Find the line containing "For every instance of the wooden railing, set". Retype it and every line after it through the end of the entries, exactly as written, with nothing added.

# [DATA IN THIS EXERCISE]
⟨
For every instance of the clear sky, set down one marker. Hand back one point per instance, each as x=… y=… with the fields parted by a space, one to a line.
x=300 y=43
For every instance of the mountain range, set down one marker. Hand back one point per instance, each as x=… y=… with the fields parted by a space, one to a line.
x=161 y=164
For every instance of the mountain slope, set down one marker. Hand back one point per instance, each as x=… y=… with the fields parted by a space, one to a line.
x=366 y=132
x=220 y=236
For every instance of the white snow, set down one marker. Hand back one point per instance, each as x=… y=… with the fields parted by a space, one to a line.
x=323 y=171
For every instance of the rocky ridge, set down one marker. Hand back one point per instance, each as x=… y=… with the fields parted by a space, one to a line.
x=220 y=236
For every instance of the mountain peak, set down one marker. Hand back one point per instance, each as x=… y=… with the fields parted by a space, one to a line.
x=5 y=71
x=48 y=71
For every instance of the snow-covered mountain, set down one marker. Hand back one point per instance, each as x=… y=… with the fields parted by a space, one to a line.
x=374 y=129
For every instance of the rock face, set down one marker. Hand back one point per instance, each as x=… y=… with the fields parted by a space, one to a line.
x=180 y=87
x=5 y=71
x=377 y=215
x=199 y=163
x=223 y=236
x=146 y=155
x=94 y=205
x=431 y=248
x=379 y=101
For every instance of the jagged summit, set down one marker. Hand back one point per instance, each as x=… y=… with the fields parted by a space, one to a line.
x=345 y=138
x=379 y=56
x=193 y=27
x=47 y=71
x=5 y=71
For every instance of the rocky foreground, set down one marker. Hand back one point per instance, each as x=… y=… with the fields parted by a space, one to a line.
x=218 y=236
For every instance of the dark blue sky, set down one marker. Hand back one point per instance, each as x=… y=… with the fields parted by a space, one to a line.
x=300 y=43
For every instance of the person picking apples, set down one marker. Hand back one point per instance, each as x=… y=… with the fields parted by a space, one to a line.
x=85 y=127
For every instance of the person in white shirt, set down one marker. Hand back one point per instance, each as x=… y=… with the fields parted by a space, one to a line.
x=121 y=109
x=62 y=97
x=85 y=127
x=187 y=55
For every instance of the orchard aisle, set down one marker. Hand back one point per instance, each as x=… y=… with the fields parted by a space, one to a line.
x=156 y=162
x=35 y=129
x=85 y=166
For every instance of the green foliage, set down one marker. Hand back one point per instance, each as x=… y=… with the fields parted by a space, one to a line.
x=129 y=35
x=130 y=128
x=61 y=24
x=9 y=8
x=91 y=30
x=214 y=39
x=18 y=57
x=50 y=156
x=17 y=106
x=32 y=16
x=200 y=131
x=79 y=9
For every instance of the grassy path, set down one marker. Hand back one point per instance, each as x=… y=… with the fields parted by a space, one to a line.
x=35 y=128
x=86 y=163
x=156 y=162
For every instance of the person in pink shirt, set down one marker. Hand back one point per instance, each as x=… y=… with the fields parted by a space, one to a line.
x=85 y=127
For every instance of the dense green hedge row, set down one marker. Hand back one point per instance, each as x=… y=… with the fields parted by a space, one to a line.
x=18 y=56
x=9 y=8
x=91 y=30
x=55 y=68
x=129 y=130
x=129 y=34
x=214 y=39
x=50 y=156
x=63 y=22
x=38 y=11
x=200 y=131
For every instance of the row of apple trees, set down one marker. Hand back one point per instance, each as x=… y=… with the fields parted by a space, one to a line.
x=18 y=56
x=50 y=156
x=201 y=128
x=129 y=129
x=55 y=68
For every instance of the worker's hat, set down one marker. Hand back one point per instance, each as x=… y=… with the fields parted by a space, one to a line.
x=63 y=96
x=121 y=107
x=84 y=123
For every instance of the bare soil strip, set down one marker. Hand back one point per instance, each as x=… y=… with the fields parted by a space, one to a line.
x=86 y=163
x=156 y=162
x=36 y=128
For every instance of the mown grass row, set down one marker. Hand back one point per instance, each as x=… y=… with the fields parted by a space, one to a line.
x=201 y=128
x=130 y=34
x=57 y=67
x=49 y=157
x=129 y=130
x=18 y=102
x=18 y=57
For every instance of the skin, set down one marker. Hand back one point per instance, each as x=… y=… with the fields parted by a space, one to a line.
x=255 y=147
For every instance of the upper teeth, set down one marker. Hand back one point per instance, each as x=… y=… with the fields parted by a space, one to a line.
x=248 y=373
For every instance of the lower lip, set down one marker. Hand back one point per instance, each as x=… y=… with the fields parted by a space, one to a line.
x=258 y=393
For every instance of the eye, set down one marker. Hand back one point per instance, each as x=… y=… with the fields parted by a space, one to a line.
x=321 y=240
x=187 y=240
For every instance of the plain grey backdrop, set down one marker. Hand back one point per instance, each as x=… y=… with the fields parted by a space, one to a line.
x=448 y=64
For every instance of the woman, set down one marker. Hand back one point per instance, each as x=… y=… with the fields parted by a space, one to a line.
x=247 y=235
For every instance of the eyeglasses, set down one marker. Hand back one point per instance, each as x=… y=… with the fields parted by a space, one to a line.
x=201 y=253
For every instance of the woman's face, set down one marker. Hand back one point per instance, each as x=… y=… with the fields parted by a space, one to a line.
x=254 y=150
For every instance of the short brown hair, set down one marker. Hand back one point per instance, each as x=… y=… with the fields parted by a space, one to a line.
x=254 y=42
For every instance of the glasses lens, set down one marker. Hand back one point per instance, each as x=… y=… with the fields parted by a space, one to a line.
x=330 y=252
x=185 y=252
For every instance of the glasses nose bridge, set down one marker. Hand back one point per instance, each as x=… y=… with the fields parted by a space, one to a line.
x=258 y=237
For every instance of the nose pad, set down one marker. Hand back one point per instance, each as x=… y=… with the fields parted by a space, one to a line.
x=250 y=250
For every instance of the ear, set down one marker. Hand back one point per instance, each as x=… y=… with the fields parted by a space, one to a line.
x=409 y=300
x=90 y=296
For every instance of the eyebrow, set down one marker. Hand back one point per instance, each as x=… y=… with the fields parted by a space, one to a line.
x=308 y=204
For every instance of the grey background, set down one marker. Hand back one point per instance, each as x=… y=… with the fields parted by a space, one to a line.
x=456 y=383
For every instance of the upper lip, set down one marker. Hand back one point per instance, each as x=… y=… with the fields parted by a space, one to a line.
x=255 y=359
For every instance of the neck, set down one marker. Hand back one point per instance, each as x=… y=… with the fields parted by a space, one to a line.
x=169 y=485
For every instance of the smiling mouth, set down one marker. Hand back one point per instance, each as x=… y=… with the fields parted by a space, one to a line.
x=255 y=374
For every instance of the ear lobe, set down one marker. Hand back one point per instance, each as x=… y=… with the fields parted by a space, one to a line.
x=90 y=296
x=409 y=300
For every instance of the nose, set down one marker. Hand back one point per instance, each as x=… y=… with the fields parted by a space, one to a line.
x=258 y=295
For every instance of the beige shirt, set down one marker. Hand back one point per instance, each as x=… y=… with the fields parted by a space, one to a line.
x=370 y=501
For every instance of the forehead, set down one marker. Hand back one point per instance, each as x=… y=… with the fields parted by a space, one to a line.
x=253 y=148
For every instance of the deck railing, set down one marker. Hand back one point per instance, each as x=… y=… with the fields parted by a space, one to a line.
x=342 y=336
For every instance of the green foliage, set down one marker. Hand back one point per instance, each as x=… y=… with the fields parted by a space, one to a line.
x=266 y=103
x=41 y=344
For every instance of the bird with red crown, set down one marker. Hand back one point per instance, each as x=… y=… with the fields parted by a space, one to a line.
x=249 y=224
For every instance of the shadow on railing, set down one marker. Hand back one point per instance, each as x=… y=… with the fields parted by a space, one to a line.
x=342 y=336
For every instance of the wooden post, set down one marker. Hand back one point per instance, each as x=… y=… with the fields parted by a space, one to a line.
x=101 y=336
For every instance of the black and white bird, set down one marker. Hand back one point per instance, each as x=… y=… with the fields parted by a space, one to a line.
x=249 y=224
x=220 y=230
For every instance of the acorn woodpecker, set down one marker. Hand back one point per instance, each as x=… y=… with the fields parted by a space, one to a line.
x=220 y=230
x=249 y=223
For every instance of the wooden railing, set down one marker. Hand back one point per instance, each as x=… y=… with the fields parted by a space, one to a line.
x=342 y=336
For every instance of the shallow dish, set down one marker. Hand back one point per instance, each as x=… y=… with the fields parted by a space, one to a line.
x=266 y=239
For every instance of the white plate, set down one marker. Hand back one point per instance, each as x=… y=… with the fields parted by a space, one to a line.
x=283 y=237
⟩
# [OUTPUT OF THE EXERCISE]
For every instance of the wooden railing, set down one marker. Hand back one point per instance, each as x=… y=… with the fields parted by a space, one to a line.
x=342 y=336
For every instance of the shallow dish, set down one marker. Hand back one point per instance, each as x=… y=… with the fields parted by a space, one to a line.
x=266 y=239
For every instance of the white plate, set down one marker. Hand back one point per instance, each as x=… y=… with the fields parted by a space, one to a line.
x=283 y=237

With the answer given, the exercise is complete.